The records that follow are to be copied word for word. Pictures should be omitted.

Stored data entries
▽

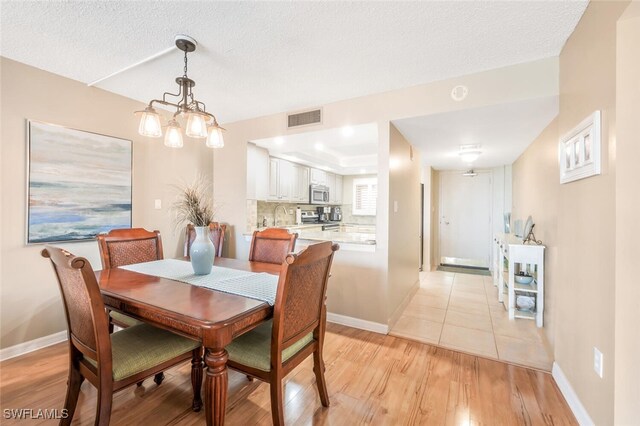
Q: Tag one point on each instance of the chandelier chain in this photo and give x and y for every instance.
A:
(185, 64)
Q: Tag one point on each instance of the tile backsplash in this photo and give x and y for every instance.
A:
(257, 210)
(348, 217)
(266, 210)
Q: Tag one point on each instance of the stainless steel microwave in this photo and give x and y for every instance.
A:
(318, 194)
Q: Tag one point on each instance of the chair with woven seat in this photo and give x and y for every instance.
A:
(216, 235)
(272, 245)
(270, 351)
(111, 362)
(120, 247)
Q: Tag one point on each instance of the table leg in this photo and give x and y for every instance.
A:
(215, 386)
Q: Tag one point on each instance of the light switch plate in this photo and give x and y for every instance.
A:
(598, 362)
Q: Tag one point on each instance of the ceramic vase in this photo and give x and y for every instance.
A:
(202, 252)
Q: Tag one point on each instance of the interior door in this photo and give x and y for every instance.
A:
(465, 219)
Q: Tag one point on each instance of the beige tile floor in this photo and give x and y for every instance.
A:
(462, 312)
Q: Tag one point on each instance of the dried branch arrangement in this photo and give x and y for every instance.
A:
(194, 204)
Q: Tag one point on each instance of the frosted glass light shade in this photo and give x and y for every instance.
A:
(196, 125)
(469, 156)
(173, 137)
(215, 138)
(150, 123)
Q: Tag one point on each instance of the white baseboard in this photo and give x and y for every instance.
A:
(376, 327)
(32, 345)
(570, 395)
(405, 302)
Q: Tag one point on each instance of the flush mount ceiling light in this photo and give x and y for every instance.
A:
(199, 123)
(469, 153)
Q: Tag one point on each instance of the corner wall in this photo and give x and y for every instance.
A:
(536, 191)
(404, 222)
(31, 304)
(627, 300)
(577, 220)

△

Solved exercise
Q: Tag one point on each instance of the chandelier chain in this photo and give x and y for every instance.
A:
(185, 64)
Q: Tag one point on each instance of the tile backsplash in this photo and give x and y for every instance.
A:
(257, 210)
(348, 217)
(266, 210)
Q: Tag one point on each instance of the stainless steel microwave in this photo and give x and y for every instance.
A:
(318, 194)
Q: Tag one point on each instance of the chair with woven seat in this photo and give x and y for every instance.
A:
(216, 235)
(272, 245)
(270, 351)
(111, 362)
(120, 247)
Q: Tag one point on each instance of the table leg in this photo and give x and y for every instance.
A:
(215, 386)
Q: Tag one point on each instance of the light switch plate in this photo and give x and y for every instance.
A:
(598, 362)
Q: Tag one point on each instance of the ceramic vase in this photo and give x and y for every instance.
A:
(202, 252)
Q: Tag one point on each instance of the interior door in this photo and give x and y for every instance.
A:
(465, 219)
Q: Tag one point on each instance of the beige tile floor in this photo and give x and y for every instance.
A:
(462, 312)
Q: Tag one point on each instance of the dried branch arrangement in this photo and give x and y for every instance.
A:
(194, 204)
Q: Tag one point on each instance of the frosted glass light shade in this photo and give x and y for every instance.
A:
(196, 125)
(469, 156)
(173, 137)
(215, 138)
(150, 123)
Q: Tag one point on each instance of the white baseboard in this photo and give x and y for every instance.
A:
(376, 327)
(32, 345)
(570, 395)
(405, 302)
Q: Tag one point on each instance of the flush mount ceiling light in this photo and give x and y for every instance.
A:
(199, 123)
(469, 153)
Q: Tag one point on each instance of the corner wall in this photo and give x and y for every instance.
A:
(536, 191)
(404, 222)
(31, 304)
(627, 300)
(577, 220)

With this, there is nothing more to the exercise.